▶ _To do_
Give every entry again, exactly.

- - -

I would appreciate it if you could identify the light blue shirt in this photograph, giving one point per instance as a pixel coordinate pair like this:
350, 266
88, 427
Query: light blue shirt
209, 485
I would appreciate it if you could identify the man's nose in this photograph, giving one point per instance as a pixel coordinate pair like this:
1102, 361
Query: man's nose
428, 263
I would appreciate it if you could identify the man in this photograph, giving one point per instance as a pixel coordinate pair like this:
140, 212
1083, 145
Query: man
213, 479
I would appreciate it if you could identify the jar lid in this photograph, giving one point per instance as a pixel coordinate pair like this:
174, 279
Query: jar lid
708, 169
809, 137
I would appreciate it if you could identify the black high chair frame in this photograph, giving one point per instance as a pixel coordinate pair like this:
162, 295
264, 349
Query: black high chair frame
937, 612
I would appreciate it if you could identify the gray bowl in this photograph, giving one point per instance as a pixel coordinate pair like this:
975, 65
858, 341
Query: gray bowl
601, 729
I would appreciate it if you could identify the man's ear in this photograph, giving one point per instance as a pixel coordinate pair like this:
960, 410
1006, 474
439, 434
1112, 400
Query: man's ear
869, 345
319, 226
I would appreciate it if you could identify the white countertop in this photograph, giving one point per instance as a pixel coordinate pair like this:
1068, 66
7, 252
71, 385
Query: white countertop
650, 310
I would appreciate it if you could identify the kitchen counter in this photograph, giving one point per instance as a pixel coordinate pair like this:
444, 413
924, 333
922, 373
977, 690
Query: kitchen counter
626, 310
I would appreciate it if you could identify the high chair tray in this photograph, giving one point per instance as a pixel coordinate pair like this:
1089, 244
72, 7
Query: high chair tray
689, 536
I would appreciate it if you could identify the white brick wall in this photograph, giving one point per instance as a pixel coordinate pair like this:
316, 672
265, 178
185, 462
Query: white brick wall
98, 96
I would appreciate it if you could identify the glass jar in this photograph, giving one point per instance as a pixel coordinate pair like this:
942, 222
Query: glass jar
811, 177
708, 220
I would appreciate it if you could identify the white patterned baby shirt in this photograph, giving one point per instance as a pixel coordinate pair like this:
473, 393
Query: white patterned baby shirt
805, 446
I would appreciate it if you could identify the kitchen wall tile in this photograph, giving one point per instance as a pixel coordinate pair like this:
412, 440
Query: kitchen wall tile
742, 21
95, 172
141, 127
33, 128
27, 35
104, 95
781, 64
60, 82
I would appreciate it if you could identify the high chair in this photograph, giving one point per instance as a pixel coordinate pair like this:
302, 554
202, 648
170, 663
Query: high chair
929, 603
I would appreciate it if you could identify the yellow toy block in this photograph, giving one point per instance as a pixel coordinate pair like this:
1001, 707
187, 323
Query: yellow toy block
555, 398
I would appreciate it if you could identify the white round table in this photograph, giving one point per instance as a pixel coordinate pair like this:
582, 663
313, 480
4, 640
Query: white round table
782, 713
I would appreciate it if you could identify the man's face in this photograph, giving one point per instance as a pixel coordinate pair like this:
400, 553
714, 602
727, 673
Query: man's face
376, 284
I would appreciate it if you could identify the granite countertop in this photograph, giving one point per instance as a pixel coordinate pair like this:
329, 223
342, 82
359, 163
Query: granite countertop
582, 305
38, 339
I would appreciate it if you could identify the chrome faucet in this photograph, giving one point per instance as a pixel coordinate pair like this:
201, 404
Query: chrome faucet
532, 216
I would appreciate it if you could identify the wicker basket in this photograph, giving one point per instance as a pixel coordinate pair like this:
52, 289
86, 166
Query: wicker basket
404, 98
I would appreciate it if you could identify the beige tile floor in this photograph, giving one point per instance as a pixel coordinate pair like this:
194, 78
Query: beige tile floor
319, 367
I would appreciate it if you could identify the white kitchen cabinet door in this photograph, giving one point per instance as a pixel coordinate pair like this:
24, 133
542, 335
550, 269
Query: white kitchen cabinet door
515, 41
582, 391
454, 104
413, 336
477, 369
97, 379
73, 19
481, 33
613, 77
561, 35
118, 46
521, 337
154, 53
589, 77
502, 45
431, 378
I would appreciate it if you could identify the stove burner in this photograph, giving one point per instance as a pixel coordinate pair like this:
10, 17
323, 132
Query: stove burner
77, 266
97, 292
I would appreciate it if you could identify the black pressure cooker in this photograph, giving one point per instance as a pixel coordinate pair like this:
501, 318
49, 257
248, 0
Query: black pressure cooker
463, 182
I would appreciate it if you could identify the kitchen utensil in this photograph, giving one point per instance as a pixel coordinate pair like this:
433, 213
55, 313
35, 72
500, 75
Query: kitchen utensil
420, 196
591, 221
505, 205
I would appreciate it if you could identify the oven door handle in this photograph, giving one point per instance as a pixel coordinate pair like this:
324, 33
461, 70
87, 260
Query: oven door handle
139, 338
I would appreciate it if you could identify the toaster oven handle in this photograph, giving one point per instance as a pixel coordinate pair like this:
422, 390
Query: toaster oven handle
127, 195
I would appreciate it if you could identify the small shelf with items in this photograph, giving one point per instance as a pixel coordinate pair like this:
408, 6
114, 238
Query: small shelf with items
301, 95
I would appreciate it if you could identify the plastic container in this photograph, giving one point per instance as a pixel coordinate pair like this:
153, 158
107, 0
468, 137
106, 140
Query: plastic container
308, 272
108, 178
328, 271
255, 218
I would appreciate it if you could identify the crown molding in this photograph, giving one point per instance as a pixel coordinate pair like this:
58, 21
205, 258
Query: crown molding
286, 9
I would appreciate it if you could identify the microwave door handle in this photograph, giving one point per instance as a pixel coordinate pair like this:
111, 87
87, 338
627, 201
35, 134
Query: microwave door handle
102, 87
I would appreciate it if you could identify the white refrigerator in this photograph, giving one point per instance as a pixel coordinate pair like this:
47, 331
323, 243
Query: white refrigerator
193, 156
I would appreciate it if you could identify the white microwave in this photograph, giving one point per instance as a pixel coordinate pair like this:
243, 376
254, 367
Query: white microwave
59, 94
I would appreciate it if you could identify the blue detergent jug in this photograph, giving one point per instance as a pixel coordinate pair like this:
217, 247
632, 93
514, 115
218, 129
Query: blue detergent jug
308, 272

- - -

▶ _Answer to the problem_
I would appreciate it if you could identify the light blue shirt in this photograph, giving one point per instance as a pixel coordinate pair like this:
350, 266
88, 427
Query: light blue shirt
209, 485
I would appreciate it if you could identify the man's nose in this photograph, giving one point per instance as a pixel coordinate pair like this:
1102, 361
Query: man's nose
428, 263
I would appreciate it if you could identify the man in this photograph, giving one point per instance as a pixel coordinate pair like this:
140, 212
1083, 145
Query: man
213, 479
I would appreciate it if you could identify the jar lid in this photograph, giving one point per instance as a pixel coordinate pair like this:
174, 279
Query: jar lid
708, 169
809, 137
I would appreciate it if you could identify the black high chair frame in this photograph, giving one point per instance as a pixel coordinate pair like this:
162, 295
264, 349
Query: black high chair frame
937, 612
I would appreciate it if you could identify the gray bowl in this photograph, giving one point per instance as a pixel coordinate pair like this:
975, 65
858, 341
Query: gray bowl
601, 729
I would appreciate it if you could identify the man's ear in this photograph, giving one point per instance as a pixel coordinate pair like this:
960, 410
1006, 474
439, 434
1112, 400
Query: man's ear
869, 345
319, 226
I would appreciate it if you could identify the white countertop in this photograph, giving one point per instance as a pixel coordinate pair like this:
1068, 66
7, 252
71, 385
Query: white countertop
650, 310
I would appreciate it if you could identify the kitchen counter in this photograph, giving one point per instance as a pixel coordinate pair like this:
444, 413
924, 333
922, 373
977, 690
Query: kitchen counter
626, 310
I would appreciate it if you could identify the high chair tray in this photograph, giving one point per instance as a pixel coordinate pair like this:
1089, 244
72, 7
Query: high chair tray
689, 536
I would appreciate it if you could identify the white brick wall in this photograph, giving one point per instance as a pixel coordinate pair like this:
316, 672
265, 178
185, 462
Query: white brick wall
98, 96
I would appreciate it if you could identify the glass jar in this photograph, giving one point per instance as a pixel coordinate pair like this:
942, 222
Query: glass jar
811, 177
708, 220
I would appreciate it if you could identify the white patterned baby shirt in this photograph, giving one point per instance as a pixel coordinate pair like this:
473, 393
Query: white patterned baby shirt
805, 446
I would appreciate it if you could identify the kitchen wall tile in this photograph, giving one point per instance as a pixel coordinate pair like this:
412, 440
Query: kitchen wall tile
742, 21
95, 172
141, 127
33, 128
27, 35
104, 95
781, 64
60, 82
I would appreciate it if you could identify the high chair in this photograph, giving one point per instance as a pixel coordinate pair like this:
302, 554
202, 648
170, 663
Query: high chair
929, 603
I would appreciate it if you could identify the yellow toy block in this photograph, giving one point per instance as a pixel coordinate pair like this:
1001, 707
187, 323
Query: yellow toy block
555, 398
I would appreciate it if you could identify the white round table in this photograph, giving one point per instance as a pixel coordinate pair like this:
582, 663
313, 480
4, 640
Query: white round table
782, 713
I would appreciate it if you could identify the man's face in this photograph, giving one point per instance as a pixel coordinate pair like this:
400, 553
714, 602
727, 673
Query: man's face
376, 284
I would appreciate it if you could identify the granite countertop in this photograph, giving one point per instance as a pixel coordinate pair like this:
329, 223
342, 82
359, 163
Query: granite countertop
582, 305
38, 339
I would appreciate it if you could identify the chrome faucet in this photograph, giving one point per instance as a pixel coordinate pair like this:
201, 404
Query: chrome faucet
532, 216
I would appreciate it if you could identify the wicker basket in this photograph, giving one point per instance as a pixel coordinate pair like this:
52, 289
86, 166
Query: wicker basket
404, 98
I would appreciate it if you could identify the beige tile floor in this photograph, giving one point per instance as a pixel coordinate pair like this:
194, 78
Query: beige tile floor
319, 367
I would appreciate it if you could identify the white kitchen cabinet door in this photograph, giving one point per instance as a pixel coordinate pair like this:
24, 133
542, 335
550, 269
Query: white kitchen cabinet door
515, 41
582, 391
454, 104
413, 336
477, 369
97, 379
73, 19
481, 33
613, 77
561, 35
118, 46
521, 337
154, 53
589, 77
502, 45
431, 378
I would appreciate it if you could identify the stove burner in this photograph, giving one point per instance as a pixel coordinate pair like this:
10, 17
323, 132
Query: stove burner
77, 266
97, 292
I would appreciate it if you could identify the black pressure cooker in this photograph, giving one point per instance as a pixel coordinate pair like this:
501, 318
49, 257
248, 0
Query: black pressure cooker
463, 182
I would appreciate it if you could identify the kitchen utensil in this photograph, giving one point per instance as a pixel coordinate pair like this:
433, 213
55, 313
35, 72
500, 75
Query: kitchen utensil
420, 196
591, 221
505, 205
I would appreciate it if you could identify the oven door handle in this photograph, giving one point per instance as a pixel coordinate pair like this:
324, 33
461, 70
87, 260
Query: oven door handle
139, 338
I would appreciate it if you could identify the toaster oven handle in this photograph, giving one point per instance as a pixel coordinate pair like this:
422, 390
Query: toaster oven handle
127, 195
I would appreciate it if you could identify the small shelf with items in this photograph, giving one point per instance as a pixel coordinate pair like this:
408, 6
114, 238
Query: small shelf with items
301, 95
I would appreciate it if you could identify the plastic container in this photograph, giving one point per instance as a pixel coordinate pair like this:
153, 158
107, 0
468, 137
106, 140
Query: plastic container
308, 272
108, 178
328, 271
255, 218
I would appreciate it if you could identify the crown molding in this photograph, giving one point per instance as a pixel coordinate pair like this:
58, 21
205, 258
Query: crown molding
286, 9
I would appreciate it if you could identify the microwave door handle in this photograph, giving one point per instance as a pixel coordinate pair like this:
111, 87
87, 338
627, 201
35, 134
Query: microwave door handle
102, 87
I would appreciate it if you could identify the white refrigerator in this photograph, giving one point per instance as a pixel coordinate pair like this:
47, 331
323, 243
Query: white refrigerator
193, 156
I would appreciate it if you could identify the white microwave in this photograph, giving one point per instance as a pixel coordinate pair like this:
243, 376
254, 367
Query: white microwave
59, 94
I would appreciate it if you could identify the blue detergent jug in this photograph, giving one point per instance as a pixel coordinate pair like this:
217, 247
632, 93
514, 115
218, 129
Query: blue detergent jug
308, 272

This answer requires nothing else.